In this exercise, reproduce all the entries that follow exactly.

*** Begin section ***

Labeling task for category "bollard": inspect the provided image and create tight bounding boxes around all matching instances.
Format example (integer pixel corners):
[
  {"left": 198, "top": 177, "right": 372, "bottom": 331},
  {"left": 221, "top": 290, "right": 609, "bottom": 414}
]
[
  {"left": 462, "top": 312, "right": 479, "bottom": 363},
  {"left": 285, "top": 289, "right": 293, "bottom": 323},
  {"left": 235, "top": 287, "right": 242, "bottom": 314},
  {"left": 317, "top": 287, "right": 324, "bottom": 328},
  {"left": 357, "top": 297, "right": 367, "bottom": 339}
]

*** End section ***

**Result**
Labeling task for category "bollard": inspect the provided image and create tight bounding boxes around all matching instances.
Format example (integer pixel corners):
[
  {"left": 198, "top": 177, "right": 372, "bottom": 331},
  {"left": 221, "top": 290, "right": 609, "bottom": 414}
]
[
  {"left": 462, "top": 312, "right": 479, "bottom": 363},
  {"left": 285, "top": 289, "right": 293, "bottom": 323},
  {"left": 235, "top": 287, "right": 242, "bottom": 314},
  {"left": 317, "top": 287, "right": 324, "bottom": 328},
  {"left": 357, "top": 297, "right": 367, "bottom": 339}
]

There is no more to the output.